# [Was erwartet wird]
Fasse bitte den Seitenauszug zur oberfränkischen Konjunktur in zwei Sätzen zusammen.

# [Seitenauszug]
Die IHK für Ober­fran­ken Bay­reuth erwar­tet für die regio­na­le Wirt­schaft einen har­ten Winter

Die IHK für Oberfranken Bayreuth erwartet für die regionale Wirtschaft einen harten Winter Oktober 2023
Dr. Michael Waasner, Präsident der IHK für Oberfranken Bayreuth (rechts im Bild) und Wolfram Brehm, Hauptgeschäftsführer der IHK für Oberfranken Bayreuth. Foto: IHK für Oberfranken Bayreuth

Ober­frän­ki­sche Wirt­schaft erwar­tet har­ten Winter

Bay­reu­ther IHK: Poli­tik muss Rah­men­be­din­gun­gen umge­hend verbessern

Die IHK für Ober­fran­ken Bay­reuth erwar­tet für die regio­na­le Wirt­schaft einen har­ten Win­ter. Der IHK-Kon­junk­tur­kli­ma­in­dex rutscht um 18 Zäh­ler auf 91 Punk­te ab.

Hohe Kosten, stei­gen­de Zin­sen, ein schwa­cher pri­va­ter Kon­sum, die seit län­ge­rem schwä­cheln­de Inlands­nach­fra­ge und die zuneh­mend ins Stocken gera­ten­de Aus­lands­nach­fra­ge bil­den ein schwie­ri­ges Markt­um­feld für die ober­frän­ki­sche Wirtschaft.

# [Gegebene Daten]
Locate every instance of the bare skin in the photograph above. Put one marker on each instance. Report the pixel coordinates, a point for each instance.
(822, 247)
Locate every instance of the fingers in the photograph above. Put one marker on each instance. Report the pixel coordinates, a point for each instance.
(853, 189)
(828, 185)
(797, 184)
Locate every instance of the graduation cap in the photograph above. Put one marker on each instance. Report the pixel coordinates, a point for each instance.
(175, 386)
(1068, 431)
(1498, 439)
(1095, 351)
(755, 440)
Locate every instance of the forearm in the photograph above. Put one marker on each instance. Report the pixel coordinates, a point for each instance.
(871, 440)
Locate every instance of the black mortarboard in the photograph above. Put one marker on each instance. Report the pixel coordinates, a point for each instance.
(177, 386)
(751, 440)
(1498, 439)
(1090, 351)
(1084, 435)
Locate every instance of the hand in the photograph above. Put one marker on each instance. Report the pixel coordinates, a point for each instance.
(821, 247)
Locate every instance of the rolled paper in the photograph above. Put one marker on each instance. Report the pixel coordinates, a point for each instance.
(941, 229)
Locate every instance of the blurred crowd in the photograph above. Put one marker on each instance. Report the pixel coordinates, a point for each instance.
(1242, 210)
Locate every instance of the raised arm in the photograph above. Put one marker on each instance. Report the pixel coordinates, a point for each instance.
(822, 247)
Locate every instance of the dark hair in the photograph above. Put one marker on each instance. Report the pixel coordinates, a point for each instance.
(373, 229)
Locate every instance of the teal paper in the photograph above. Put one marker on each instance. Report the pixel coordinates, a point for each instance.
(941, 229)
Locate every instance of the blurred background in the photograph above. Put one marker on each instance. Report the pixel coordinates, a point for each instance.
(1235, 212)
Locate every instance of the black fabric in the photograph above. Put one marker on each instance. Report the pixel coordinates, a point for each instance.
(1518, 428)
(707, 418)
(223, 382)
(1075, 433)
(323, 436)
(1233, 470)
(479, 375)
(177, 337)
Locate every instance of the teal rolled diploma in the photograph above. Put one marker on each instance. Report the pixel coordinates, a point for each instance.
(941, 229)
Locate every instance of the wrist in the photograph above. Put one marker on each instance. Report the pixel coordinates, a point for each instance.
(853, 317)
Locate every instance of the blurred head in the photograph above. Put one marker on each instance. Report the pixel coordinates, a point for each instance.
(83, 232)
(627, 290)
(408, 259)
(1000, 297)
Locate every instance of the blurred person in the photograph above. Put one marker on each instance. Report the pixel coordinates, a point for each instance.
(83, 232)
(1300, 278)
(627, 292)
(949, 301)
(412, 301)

# [Richtiges Ergebnis]
Die IHK für Oberfranken Bayreuth erwartet für die regionale Wirtschaft einen harten Winter, und ihr Konjunkturklimaindex rutscht um 18 Zähler auf 91 Punkte ab. Hohe Kosten, steigende Zinsen, ein schwacher privater Konsum, die schwächelnde Inlandsnachfrage und die zunehmend ins Stocken geratende Auslandsnachfrage bilden ein schwieriges Marktumfeld, weshalb die IHK fordert, dass die Politik die Rahmenbedingungen umgehend verbessert.